» **Aim of the task**: Please state how many lines of the records below contain the word "taillight". Give the number and nothing else.

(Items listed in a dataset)
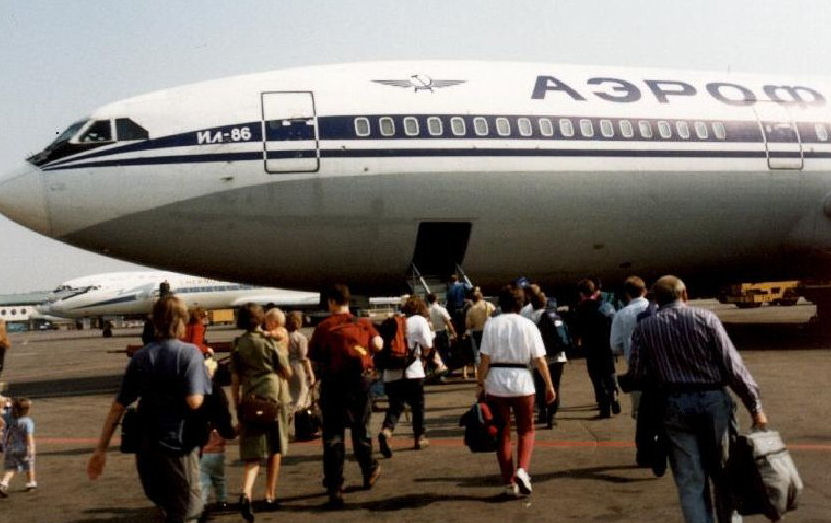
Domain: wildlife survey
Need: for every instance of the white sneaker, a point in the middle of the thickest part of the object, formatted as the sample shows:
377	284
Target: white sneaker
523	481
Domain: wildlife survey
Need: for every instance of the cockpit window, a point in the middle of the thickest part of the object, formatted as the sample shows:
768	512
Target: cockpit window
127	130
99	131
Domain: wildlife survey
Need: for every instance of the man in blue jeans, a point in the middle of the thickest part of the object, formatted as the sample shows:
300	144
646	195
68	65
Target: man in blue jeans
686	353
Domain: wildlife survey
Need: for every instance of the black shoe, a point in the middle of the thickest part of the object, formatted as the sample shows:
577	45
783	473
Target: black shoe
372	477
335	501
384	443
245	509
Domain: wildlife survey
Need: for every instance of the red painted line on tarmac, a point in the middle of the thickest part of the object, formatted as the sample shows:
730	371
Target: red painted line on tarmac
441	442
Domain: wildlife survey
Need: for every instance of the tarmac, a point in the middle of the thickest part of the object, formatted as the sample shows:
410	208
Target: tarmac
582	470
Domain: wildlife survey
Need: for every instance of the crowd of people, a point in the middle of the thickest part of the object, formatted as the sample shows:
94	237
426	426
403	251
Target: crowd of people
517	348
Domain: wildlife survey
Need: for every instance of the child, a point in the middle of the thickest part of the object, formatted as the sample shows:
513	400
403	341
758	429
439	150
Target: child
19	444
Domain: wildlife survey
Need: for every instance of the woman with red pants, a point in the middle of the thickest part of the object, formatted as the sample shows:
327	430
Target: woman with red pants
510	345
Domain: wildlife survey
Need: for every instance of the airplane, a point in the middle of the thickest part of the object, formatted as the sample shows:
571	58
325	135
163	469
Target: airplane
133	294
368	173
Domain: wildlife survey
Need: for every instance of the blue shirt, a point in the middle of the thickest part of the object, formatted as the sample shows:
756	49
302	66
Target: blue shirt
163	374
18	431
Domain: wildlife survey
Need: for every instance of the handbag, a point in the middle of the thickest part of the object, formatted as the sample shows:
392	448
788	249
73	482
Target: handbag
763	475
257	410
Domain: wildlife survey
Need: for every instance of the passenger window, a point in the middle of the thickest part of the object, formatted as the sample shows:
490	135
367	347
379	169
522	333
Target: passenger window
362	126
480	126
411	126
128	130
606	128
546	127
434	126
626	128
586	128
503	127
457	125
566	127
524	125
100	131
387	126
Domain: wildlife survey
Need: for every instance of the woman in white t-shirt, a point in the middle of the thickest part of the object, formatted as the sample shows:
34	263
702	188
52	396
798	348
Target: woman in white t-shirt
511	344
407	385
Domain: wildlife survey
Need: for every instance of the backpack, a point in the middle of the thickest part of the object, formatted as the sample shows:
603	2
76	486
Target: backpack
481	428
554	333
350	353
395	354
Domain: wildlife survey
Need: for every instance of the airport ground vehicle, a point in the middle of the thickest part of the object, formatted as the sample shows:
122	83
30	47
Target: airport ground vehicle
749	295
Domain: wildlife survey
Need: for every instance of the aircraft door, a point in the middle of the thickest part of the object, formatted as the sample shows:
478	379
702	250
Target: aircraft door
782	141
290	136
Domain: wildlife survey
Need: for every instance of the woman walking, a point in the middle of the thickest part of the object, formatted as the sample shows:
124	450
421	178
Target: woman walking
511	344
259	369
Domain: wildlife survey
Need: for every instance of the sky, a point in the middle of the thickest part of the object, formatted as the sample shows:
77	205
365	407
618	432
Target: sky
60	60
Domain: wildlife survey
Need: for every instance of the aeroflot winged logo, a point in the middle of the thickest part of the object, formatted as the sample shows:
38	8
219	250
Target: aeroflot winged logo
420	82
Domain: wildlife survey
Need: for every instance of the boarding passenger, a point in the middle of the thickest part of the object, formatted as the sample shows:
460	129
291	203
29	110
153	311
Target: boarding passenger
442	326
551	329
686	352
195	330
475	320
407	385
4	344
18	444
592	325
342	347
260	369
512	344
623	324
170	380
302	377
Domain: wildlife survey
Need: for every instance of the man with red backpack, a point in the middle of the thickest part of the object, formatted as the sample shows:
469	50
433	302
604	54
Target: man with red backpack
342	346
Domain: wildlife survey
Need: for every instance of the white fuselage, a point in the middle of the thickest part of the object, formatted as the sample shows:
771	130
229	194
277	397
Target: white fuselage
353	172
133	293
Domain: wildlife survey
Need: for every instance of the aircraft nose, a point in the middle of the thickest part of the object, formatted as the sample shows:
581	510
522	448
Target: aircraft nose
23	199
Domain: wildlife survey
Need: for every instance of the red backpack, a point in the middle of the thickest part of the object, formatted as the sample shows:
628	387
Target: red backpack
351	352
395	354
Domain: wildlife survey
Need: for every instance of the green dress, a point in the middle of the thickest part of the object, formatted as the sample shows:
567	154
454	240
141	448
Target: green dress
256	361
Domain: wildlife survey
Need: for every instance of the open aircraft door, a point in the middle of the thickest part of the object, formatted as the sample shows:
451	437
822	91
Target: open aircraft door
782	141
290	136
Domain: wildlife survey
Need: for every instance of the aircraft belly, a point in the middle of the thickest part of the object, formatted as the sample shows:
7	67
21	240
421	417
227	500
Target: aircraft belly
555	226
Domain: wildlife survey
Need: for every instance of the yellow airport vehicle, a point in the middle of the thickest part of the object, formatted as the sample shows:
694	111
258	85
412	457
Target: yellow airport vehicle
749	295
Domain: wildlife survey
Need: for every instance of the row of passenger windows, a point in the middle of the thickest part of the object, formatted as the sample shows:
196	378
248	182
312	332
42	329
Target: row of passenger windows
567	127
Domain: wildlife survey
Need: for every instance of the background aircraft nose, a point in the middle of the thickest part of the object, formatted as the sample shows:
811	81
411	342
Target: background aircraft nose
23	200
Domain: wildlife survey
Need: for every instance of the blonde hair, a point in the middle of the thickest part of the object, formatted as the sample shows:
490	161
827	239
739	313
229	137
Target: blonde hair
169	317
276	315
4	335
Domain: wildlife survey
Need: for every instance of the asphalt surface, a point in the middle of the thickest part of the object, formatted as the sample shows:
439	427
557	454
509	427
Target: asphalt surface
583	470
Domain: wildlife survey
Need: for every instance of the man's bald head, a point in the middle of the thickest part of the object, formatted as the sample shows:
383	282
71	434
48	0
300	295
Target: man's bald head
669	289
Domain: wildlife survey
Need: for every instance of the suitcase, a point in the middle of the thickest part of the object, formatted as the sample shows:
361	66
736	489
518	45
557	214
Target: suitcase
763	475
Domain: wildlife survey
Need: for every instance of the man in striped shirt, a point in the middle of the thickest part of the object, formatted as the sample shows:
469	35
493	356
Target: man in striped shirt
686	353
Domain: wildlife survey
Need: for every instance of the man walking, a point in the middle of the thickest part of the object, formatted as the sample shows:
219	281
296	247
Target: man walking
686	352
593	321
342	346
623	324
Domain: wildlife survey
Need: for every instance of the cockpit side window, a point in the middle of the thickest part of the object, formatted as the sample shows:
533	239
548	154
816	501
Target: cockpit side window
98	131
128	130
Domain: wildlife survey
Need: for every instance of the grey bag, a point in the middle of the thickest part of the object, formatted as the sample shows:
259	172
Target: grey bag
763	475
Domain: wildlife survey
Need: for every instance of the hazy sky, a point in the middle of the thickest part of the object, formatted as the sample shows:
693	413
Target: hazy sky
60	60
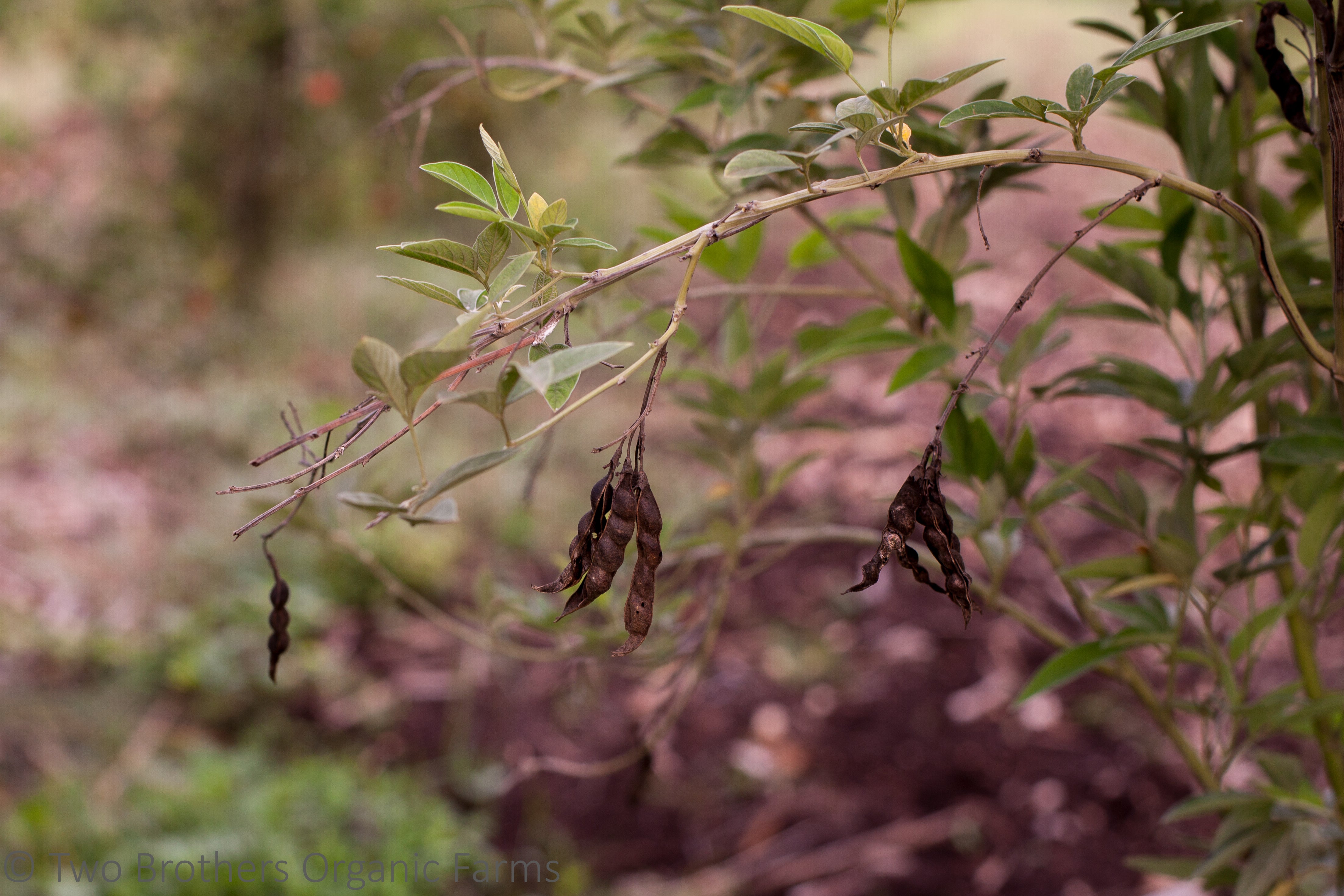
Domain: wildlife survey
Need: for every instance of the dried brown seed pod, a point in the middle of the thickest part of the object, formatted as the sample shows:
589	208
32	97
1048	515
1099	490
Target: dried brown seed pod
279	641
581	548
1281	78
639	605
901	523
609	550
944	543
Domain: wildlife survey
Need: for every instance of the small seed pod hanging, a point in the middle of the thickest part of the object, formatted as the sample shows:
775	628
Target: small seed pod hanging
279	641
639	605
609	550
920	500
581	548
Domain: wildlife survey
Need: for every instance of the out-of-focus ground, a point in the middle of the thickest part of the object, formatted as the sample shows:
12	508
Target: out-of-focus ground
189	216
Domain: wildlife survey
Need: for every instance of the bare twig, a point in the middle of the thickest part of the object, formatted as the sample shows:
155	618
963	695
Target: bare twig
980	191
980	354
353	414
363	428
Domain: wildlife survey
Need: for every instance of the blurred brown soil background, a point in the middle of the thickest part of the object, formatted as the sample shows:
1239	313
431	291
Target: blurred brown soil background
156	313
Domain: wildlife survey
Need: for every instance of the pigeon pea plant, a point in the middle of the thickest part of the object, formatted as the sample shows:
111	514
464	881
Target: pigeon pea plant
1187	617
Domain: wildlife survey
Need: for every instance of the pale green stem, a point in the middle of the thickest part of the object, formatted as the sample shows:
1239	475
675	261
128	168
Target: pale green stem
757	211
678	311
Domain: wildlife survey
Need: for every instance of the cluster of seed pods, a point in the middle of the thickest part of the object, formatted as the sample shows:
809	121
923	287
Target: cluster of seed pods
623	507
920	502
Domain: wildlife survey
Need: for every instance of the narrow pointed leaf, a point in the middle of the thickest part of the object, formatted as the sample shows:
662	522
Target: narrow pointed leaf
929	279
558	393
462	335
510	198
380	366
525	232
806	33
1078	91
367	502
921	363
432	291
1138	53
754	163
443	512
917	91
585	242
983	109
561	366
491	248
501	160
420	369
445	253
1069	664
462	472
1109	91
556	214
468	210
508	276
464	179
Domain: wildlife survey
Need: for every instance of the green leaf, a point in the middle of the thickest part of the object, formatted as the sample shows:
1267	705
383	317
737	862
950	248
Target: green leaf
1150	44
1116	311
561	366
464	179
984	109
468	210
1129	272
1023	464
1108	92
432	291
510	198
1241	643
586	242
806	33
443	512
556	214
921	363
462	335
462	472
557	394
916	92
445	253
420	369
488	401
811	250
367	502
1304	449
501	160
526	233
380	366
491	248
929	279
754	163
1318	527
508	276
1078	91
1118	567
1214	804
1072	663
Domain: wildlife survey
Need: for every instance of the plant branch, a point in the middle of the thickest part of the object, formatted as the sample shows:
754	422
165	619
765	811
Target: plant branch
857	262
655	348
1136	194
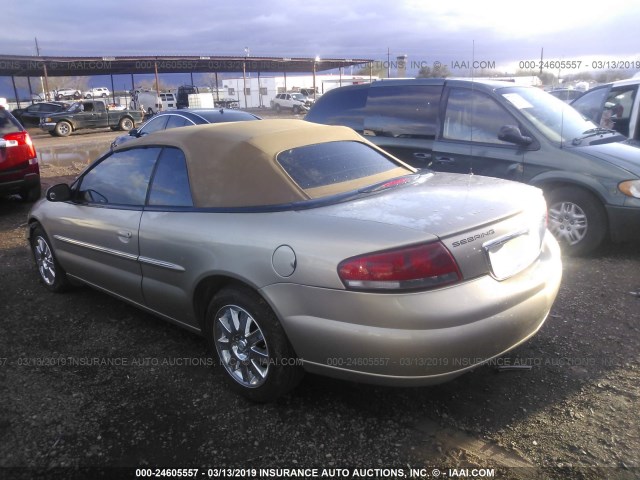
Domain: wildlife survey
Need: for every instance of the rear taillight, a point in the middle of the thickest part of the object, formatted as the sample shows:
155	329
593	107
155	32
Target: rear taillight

» **Solved problem**: 2